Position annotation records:

»»

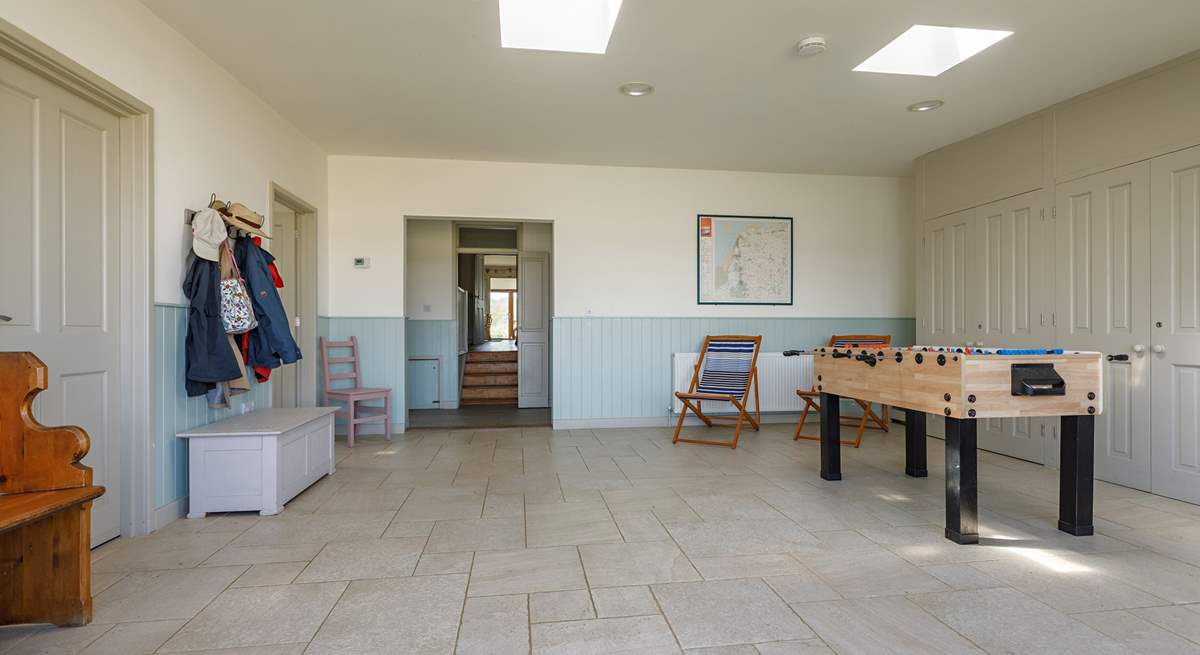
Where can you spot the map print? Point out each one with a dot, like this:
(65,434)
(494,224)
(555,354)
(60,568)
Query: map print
(745,260)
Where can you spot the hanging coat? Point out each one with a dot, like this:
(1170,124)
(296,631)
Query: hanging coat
(271,342)
(208,358)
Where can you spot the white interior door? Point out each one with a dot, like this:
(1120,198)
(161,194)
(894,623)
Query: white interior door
(60,264)
(283,245)
(1175,311)
(1008,288)
(533,329)
(1103,277)
(946,253)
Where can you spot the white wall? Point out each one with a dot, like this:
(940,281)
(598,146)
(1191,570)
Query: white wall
(432,268)
(210,133)
(635,226)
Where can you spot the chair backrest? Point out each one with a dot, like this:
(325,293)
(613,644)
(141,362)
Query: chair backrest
(726,365)
(328,360)
(859,341)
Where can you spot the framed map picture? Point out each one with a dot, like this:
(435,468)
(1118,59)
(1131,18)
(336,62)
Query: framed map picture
(743,259)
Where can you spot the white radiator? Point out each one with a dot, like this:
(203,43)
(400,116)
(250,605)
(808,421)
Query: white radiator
(779,377)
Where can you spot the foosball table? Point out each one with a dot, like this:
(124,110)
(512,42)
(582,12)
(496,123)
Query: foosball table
(965,385)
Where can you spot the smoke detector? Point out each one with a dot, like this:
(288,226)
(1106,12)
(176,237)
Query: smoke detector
(810,46)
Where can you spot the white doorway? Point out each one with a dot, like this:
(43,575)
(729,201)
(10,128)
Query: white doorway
(75,178)
(293,244)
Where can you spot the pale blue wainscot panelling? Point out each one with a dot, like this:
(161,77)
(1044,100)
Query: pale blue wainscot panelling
(174,412)
(437,338)
(381,354)
(617,371)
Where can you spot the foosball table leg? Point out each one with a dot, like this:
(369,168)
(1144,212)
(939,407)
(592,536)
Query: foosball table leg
(961,481)
(831,437)
(1075,462)
(915,444)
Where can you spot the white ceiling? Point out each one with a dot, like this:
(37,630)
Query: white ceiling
(427,78)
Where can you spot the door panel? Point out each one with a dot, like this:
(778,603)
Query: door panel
(1103,258)
(946,241)
(285,390)
(533,329)
(60,257)
(1175,305)
(1007,290)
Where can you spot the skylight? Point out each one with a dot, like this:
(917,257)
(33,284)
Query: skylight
(564,25)
(929,50)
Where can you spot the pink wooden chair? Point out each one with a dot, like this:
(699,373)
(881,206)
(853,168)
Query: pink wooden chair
(353,395)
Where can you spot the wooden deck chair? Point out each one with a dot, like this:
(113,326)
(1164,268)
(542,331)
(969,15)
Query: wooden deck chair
(725,371)
(869,416)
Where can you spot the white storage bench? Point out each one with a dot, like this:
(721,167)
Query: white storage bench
(257,461)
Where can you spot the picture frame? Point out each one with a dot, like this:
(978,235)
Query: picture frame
(744,259)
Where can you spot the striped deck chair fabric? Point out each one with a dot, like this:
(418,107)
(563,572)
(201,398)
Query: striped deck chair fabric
(725,373)
(726,367)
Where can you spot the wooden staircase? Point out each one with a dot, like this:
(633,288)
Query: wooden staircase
(490,378)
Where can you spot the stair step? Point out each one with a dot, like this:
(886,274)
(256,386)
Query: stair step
(507,355)
(489,392)
(487,401)
(505,379)
(484,367)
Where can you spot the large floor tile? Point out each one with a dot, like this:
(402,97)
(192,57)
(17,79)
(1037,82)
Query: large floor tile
(442,504)
(155,595)
(869,572)
(891,624)
(495,625)
(739,538)
(411,616)
(727,612)
(569,523)
(526,571)
(372,558)
(1139,634)
(641,563)
(477,534)
(1005,620)
(258,616)
(316,529)
(641,635)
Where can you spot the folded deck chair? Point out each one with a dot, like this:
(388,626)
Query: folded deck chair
(725,371)
(869,415)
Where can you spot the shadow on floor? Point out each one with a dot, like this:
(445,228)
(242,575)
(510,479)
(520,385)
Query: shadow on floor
(477,416)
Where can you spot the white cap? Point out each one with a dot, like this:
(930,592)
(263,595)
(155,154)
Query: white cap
(208,233)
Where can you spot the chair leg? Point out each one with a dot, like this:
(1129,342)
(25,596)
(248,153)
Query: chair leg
(683,413)
(737,430)
(387,416)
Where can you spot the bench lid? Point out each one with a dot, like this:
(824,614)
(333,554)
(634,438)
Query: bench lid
(261,422)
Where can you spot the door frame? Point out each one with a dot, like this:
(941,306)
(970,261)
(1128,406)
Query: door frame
(307,263)
(136,162)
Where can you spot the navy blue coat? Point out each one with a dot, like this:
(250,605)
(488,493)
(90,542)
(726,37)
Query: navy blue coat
(208,358)
(270,342)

««

### Instructions to follow
Give again, word for word, every line from the one holding "Where can you spot the stair" to the end of the data.

### Right answer
Where can you spot the stair step? Point out each one with a dot, like this:
(886,274)
(256,386)
Query: stair step
(507,355)
(489,392)
(487,401)
(505,379)
(484,367)
Where can you spot the large floor tile? Point out each one with a dot, like this:
(402,97)
(192,57)
(17,79)
(1037,82)
Query: large floor tile
(442,504)
(155,595)
(869,572)
(891,624)
(495,625)
(739,538)
(411,616)
(727,612)
(569,523)
(526,571)
(372,558)
(1139,634)
(641,563)
(477,534)
(1005,620)
(258,616)
(316,529)
(641,635)
Where can you spot the folded deck chair? Point out each one with a dot, like this:
(388,626)
Query: folded deck chair
(725,371)
(869,415)
Where can you spot the shadow on floor? Point out each one with a dot, like this:
(445,228)
(242,575)
(510,479)
(520,385)
Query: shadow on floor
(477,416)
Where can you spot the white cap? Point out each one with a dot, like this:
(930,592)
(263,595)
(155,154)
Query: white cap
(208,233)
Where can you spot the chair leg? Point out each one with a dot, like this:
(1129,342)
(25,596)
(248,153)
Query: chair leg
(683,413)
(737,430)
(387,416)
Where can you spot the bench lid? Point out each one with a dot, like this:
(824,614)
(333,554)
(634,438)
Query: bench lid
(261,422)
Where can you spot the door frame? Point out each one with a dot, like this:
(941,306)
(970,261)
(1128,406)
Query: door frame
(307,263)
(136,162)
Where can you spot the navy blue coat? Point out each one with a dot, like this:
(250,605)
(488,493)
(90,542)
(726,37)
Query: navy blue coat
(208,358)
(270,342)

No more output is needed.